(Referring expression pointing data)
+++
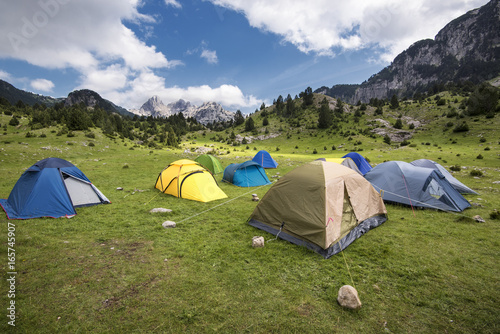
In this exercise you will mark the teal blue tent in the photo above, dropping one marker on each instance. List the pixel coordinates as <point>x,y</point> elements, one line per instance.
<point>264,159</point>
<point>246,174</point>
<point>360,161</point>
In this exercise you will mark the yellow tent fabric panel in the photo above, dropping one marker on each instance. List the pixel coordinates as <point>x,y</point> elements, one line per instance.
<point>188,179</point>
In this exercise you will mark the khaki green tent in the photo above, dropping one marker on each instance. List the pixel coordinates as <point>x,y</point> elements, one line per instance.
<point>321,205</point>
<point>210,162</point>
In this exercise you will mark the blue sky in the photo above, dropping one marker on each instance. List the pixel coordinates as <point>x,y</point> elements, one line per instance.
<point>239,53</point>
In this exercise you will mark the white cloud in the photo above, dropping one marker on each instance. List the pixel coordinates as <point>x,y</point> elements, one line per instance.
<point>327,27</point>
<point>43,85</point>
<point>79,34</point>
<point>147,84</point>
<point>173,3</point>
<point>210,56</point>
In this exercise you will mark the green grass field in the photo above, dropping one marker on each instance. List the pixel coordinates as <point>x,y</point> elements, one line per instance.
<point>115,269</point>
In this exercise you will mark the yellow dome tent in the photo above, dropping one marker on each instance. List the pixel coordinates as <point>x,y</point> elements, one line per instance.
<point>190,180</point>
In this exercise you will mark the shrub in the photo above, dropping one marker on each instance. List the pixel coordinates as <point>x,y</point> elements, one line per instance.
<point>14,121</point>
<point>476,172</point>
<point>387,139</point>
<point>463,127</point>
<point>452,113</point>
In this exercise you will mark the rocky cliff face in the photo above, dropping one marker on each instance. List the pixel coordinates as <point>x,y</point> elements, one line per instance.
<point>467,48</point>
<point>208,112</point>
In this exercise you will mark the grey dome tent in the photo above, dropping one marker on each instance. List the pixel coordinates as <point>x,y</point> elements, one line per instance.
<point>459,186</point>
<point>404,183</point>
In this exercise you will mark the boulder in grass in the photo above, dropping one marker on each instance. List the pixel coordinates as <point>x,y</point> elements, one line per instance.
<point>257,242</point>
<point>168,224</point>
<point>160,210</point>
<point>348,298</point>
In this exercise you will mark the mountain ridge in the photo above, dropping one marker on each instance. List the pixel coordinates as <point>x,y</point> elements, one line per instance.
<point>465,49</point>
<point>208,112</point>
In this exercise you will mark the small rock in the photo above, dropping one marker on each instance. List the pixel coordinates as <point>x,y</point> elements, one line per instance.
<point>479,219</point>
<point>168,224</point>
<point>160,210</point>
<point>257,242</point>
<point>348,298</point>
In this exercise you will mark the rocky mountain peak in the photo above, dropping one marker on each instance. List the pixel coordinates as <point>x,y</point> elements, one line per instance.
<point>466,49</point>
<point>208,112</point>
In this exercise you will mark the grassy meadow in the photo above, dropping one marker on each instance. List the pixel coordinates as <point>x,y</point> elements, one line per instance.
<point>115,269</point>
+++
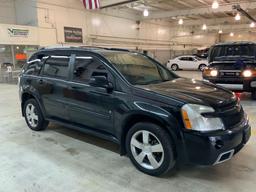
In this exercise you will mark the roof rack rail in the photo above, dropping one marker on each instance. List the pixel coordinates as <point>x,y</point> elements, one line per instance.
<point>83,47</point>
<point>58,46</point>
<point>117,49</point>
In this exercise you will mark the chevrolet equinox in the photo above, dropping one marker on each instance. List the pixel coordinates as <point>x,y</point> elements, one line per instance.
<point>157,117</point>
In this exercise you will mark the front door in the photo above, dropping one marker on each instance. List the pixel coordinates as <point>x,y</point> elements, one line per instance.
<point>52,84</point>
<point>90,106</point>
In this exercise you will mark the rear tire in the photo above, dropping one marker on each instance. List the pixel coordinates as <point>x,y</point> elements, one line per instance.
+++
> [TASK] Starting at the line that contains "In this exercise you will mark the roof" and stopping after the line that contains "In this exercise you will mark the rear", write out every line exactly as it appears above, and no other line.

> [SOLUTION TO THIS PROBLEM]
In this exercise you will mark the roof rack rail in the photo above, dropping one marker on each instance. List the pixel coordinates as <point>x,y</point> elements, one line per instance.
<point>83,47</point>
<point>58,46</point>
<point>117,49</point>
In this exercise you will mark the chevrolet equinox in the photo above, dropping one marker on each instance. List the pixel coordinates as <point>x,y</point> elements, one line per instance.
<point>157,117</point>
In this exercise you will mark the front door in the photo above, dropping one marker on each instance. List the pixel coordinates as <point>x,y</point> elements, one line per instance.
<point>52,84</point>
<point>90,106</point>
In this exercise you will mark the rear tire in the photo above, dropping one marker on each instance. List the pixel coordinates as <point>x,y</point> elements, one line per instance.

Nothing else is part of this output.